[TEXT UNDER STUDY]
* * *

Each subsequent group, particularly in early developmental years, serves the role of mother for a set of essential learning tasks, acting as outer model to the inner blueprint of genetic coding. Again, belongingness, from this perspective, is a physical necessity. Isolated and alone, the child would fail to develop further. If we accept this as a logical paradigm, then we conclude that the group with which the child has bonded helps to determine the level of that development. Likewise, separation is also a physical necessity because to be fixed or caught within an early matrix halts further development.
MacLean (cited in Pearce, 1992) first defined the human brain as a triune structure consisting of the oldest formation, the reptilian brain, which was followed by development of the paleomammalian brain (includes limbic system) and the more recently developed frontal lobes or neomammalian brain. The reptilian brain, which sits at the base of the skull, controls our most instinctual nature. The limbic brain controls relationships, emotions and our sense of relatedness, and the neomammalian or new brain is the seat of higher, abstract thinking.
If we consider the function of each of these neural structures, we see almost an overlay or mirrored reflection of the topic of bond, belong, and separate: the instinctual need to belong, the limbic function of relatedness or belonging, and the higher new brain need to separate and individuate.
Belonging. Belonging follows the entry into and successful bonding with a group. Except for the family of origin, all other groups are optional, either chosen or situational. In the early history of tribal humans, most groups were sets or subsets of the tribe itself. Tribes were broken into carefully maintained clans or bands for purposes of strengthening the tribe through trading and marriage with other clans. In many parts of the world, such clan systems still function effectively. Even the current Great Sioux Nation is actually made up of seven bands of native people. For the most part, clans and bands have been replaced in our scattered, modern society with groups.
The study of group behavior comprises a vast body of research and knowledge. It includes beginnings of the systemic transgenerational effects of families, and moves on to adolescent peer groups, to organizational development, and to the behavior of religious bodies and nations.
Kurt Lewin (1997), one of the most controversial social scientists of the early 20th century, wrote: “A group is best defined as a dynamic whole based on interdependence rather than similarity” (p. 131). In other words, a group forms not simply because its members are similar but because they have need of one another to fulfill a purpose. They are interdependent. For our purposes here, we acknowledge the constantly shifting membership in groups and multiple group membership but focus our inquiry into the nature of that belonging itself.
Lewin (1997) observed that there are many forces operating on the group from both within and without that influence the behavior and quality of a group. Internal factors include the space of free movement within the group, the permeability of boundaries, and the nature and level of interdependency and similarity. External factors include the surrounding environment—that includes other groups, the accessibility of other groups, and the social context in which the groups exist. Lewin (1997) stated:
The character of the group is furthermore determined by the strength of the boundary, which separates this group from other groups, and by the character of this boundary. Furthermore the degree of similarity or dissimilarity of both groups is important. (p. 109)

* * *

[RECORDED DATA]
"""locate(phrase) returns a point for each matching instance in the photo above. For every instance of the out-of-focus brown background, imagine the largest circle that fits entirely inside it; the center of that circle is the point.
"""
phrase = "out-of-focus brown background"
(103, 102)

* * *

[TASKS FOR THIS EXERCISE]
A - In the text on group belonging, how many bands make up the current Great Sioux Nation?
B - Translate this sentence from the text on group belonging into Spanish: "The reptilian brain, which sits at the base of the skull, controls our most instinctual nature."
C - Write the next few sentences of the text on group belonging, picking up right after its final quotation.

[EXERCISE RESULTS]
A - Seven bands of native people.

B - El cerebro reptiliano, que se encuentra en la base del cráneo, controla nuestra naturaleza más instintiva.

C -
Lewin (1997) used the example of a Jewish ghetto in Germany during Hitler’s regime to illustrate these factors. Space of free movement within the ghetto was limited, the group was highly interdependent, and the barriers imposed both from within the Jewish culture itself, and externally by way of impenetrable boundaries enforced by Hitler’s army. Access to the larger group (Non-Jewish German citizenry) was denied.
Of particular interest is Lewin’s (1997) observation of what happened when the Jewish ghetto was dissolved and the individual now had increased space of free movement. He wrote:
We can say that the individual, in so far as his Jewishness is concerned, becomes to a higher degree “a separated whole” than he was in the time of the Ghetto. At that time he felt the pressure to be essentially applied to the Jewish group as a whole. Now as a result of the disintegration of the group, he is much more exposed to pressure as an individual. (p. 111)
In the interplay between bonding and belonging, we cannot discount the times of passage between one matrix—or group—to another. In these times of separating and finding ourselves alone, we are most vulnerable and uncertain, “exposed to pressure as an individual” (Lewin, 1997, p. 111). It is also in these times of transition that we have the greatest need and responsibility, particularly as adults, to gain consciousness about the passage we are making. Lewin (1997) noted:
It is characteristic of individuals crossing the margin between social groups that they are not only uncertain about their belonging to the group they are ready to enter, but also about their belonging to the group they are leaving. (p. 109)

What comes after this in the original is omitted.